Given entries:
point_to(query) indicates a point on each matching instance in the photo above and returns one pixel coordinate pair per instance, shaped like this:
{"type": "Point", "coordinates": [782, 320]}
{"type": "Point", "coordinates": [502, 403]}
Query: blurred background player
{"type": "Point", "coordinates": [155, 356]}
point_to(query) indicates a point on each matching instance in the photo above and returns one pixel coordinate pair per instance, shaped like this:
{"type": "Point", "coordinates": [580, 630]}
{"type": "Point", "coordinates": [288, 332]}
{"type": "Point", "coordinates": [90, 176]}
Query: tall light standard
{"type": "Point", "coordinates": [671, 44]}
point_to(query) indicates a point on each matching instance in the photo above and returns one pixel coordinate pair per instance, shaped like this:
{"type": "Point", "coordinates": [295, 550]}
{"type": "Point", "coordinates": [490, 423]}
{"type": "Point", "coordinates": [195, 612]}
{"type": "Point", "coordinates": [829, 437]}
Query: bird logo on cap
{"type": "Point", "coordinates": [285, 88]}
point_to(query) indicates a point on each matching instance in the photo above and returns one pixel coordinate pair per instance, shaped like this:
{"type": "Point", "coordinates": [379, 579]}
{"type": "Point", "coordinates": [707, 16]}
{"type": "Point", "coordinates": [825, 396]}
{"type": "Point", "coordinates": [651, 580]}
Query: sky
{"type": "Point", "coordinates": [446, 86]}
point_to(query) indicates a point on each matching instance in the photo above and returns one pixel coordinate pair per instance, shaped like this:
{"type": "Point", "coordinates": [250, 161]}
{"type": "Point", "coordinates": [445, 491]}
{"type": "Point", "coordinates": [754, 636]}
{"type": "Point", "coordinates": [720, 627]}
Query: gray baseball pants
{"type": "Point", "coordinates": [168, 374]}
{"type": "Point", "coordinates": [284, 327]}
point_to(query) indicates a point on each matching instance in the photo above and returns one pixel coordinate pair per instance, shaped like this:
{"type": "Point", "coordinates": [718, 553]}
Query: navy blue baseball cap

Exercise objective: Extract the listing in its entirety, matching it exactly.

Result:
point_to(query) indicates a point on each matching instance in the photo above and returns one pixel coordinate pair per instance, shaped like this:
{"type": "Point", "coordinates": [782, 320]}
{"type": "Point", "coordinates": [502, 403]}
Query: blurred background player
{"type": "Point", "coordinates": [155, 356]}
point_to(query) indicates a point on each matching instance in the photo above and returns one pixel coordinate pair per instance, shaped like this:
{"type": "Point", "coordinates": [580, 630]}
{"type": "Point", "coordinates": [288, 332]}
{"type": "Point", "coordinates": [90, 176]}
Query: tall light standard
{"type": "Point", "coordinates": [671, 44]}
point_to(query) indicates a point on each matching instance in the photo above and returns one pixel coordinate pair per instance, shaped like this:
{"type": "Point", "coordinates": [295, 550]}
{"type": "Point", "coordinates": [490, 423]}
{"type": "Point", "coordinates": [195, 612]}
{"type": "Point", "coordinates": [829, 437]}
Query: bird logo on cap
{"type": "Point", "coordinates": [285, 88]}
point_to(query) indicates a point on each matching instance in the photo above and returns one pixel coordinate pair per instance, shaped like this:
{"type": "Point", "coordinates": [379, 579]}
{"type": "Point", "coordinates": [707, 16]}
{"type": "Point", "coordinates": [825, 396]}
{"type": "Point", "coordinates": [651, 580]}
Query: sky
{"type": "Point", "coordinates": [446, 86]}
point_to(query) indicates a point on each matching instance in the photo above and returns one pixel coordinate pair per instance, shaped like this:
{"type": "Point", "coordinates": [250, 161]}
{"type": "Point", "coordinates": [445, 491]}
{"type": "Point", "coordinates": [754, 636]}
{"type": "Point", "coordinates": [720, 627]}
Query: gray baseball pants
{"type": "Point", "coordinates": [168, 374]}
{"type": "Point", "coordinates": [284, 327]}
point_to(query) indicates a point on each matching instance in the photo above and returns one pixel coordinate pair per instance, shaped like this:
{"type": "Point", "coordinates": [718, 553]}
Query: navy blue baseball cap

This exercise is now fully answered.